**LIST OF TASKS**
1) Sum up the post about The Prim Rose in two sentences.
2) Reproduce word for word the part of the post about The Prim Rose starting with "The Prim Rose by Monsieur Marcel" and going on through "really answer them.".

**DOCUMENT PASSAGE**
Tag Archives: Monsieur Marcel

The Prim Rose by Monsieur Marcel

I have recently been learning The Prim Rose by Monsieur Marcel, simply because I have never danced it, and it has turned out to be more interesting and enjoyable than I expected. It raises several questions about the notation and publication of dances in the early 18th century which seem to be worth airing, even though at this point I can’t really answer them.

The notation for Marcel’s The Prim Rose survives in a single copy, without its title page, in Oxford’s Bodleian Library. An advertisement in the Post Boy for 17-20 December 1720 announces its publication, alongside a variety of music, by John Walsh and Joseph Hare:

Marcel’s dance was published again, by Dezais in Paris within the XXII Recüeil de Dances pour l’Année 1724, with the title Rigaudon Nouveau. Curiously this collection includes La Primeroze, a very different choreography by Pecour to a gigue from the recent ballet Les Festes Grecques et Romaines (the source for Marcel’s music remains unidentified). It is worth noting that two other dances published in notation in London between the appearance of the English and French notations of Marcel’s duet have similar titles, although they share neither its music nor choreography: William Holt’s Le Rigadon Renouvele is dated to around 1722, while Anthony L’Abbé’s The New Rigadon was published in 1723. The three dances may simply reflect a fashion for the rigaudon around this time, although I ought also to mention that the most admired English choreography using this dance type – Isaac’s The Rigadoone (which appeared in 1706) – was republished in notation in London in 1722.

I don’t know how or why Marcel’s ballroom duet was first published in London. He was still dancing at the Paris Opéra and must also have been teaching regularly in Paris (he had been elected to the Académie Royale de Danse in 1719). There is no record that Marcel ever visited London, although he and his teaching would become well known and much admired there. Only two other choreographies by him were published in notation, the Menuet Dauphin and the Menuet de la Reine, which were included in Magny’s Principes de Chorégraphie in 1765. Marcel was particularly renowned for his teaching of the minuet.

The music for The Prim Rose has the time signature 2 and structure AABB (A=4 B=6 making 80 bars of dance in all). Its step vocabulary is basic, although some steps (including the coupé and the pas de bourrée) do appear in a number of variants. For its figures, in addition to right lines with the dancers travelling up and down the dancing space and some circular lines, Marcel makes use of oblique (diagonal) lines. These add interest and (to my mind) help the dancers to keep track of where they are in the choreography.

(Part of a data file)
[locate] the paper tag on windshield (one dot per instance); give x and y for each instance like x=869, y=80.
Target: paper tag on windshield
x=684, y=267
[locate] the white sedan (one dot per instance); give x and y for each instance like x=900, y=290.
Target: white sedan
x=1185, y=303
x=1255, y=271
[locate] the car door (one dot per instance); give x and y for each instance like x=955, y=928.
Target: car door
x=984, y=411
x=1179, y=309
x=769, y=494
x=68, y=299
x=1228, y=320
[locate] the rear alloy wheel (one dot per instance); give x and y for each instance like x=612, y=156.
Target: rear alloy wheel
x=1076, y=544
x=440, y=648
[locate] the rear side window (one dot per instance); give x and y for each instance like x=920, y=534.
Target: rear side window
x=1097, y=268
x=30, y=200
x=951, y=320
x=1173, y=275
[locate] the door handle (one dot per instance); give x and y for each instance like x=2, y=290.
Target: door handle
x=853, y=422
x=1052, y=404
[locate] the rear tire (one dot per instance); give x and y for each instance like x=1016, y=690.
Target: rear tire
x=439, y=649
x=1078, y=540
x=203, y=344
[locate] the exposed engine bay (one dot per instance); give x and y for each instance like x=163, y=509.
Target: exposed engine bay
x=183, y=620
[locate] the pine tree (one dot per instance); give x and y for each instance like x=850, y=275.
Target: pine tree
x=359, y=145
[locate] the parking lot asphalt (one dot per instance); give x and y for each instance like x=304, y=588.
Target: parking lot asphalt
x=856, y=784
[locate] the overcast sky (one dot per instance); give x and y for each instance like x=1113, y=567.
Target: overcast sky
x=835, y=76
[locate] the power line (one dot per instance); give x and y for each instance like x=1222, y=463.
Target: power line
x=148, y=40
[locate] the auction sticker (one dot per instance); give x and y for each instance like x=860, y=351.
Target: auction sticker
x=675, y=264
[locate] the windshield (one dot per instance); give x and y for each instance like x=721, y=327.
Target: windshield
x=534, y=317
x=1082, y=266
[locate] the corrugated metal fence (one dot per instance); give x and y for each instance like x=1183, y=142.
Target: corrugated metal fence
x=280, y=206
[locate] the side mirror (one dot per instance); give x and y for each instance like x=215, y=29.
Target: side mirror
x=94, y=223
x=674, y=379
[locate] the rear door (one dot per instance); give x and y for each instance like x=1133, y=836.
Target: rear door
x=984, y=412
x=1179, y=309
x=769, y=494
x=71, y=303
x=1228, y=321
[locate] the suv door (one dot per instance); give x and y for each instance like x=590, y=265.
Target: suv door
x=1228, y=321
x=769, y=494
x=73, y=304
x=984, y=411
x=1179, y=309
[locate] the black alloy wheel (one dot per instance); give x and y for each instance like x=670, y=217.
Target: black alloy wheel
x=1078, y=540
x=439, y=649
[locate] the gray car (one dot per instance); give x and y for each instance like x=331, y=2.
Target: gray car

**TASK RESPONSES**
1) The Prim Rose, a duet by Monsieur Marcel, survives in notation in a single copy in Oxford's Bodleian Library and was advertised as published in London in December 1720. It was published again in Paris by Dezais in 1724 as Rigaudon Nouveau, and its music has an AABB structure, with basic steps arranged in figures that include right, circular, and oblique lines.

2)
The Prim Rose by Monsieur Marcel

I have recently been learning The Prim Rose by Monsieur Marcel, simply because I have never danced it, and it has turned out to be more interesting and enjoyable than I expected. It raises several questions about the notation and publication of dances in the early 18th century which seem to be worth airing, even though at this point I can’t really answer them.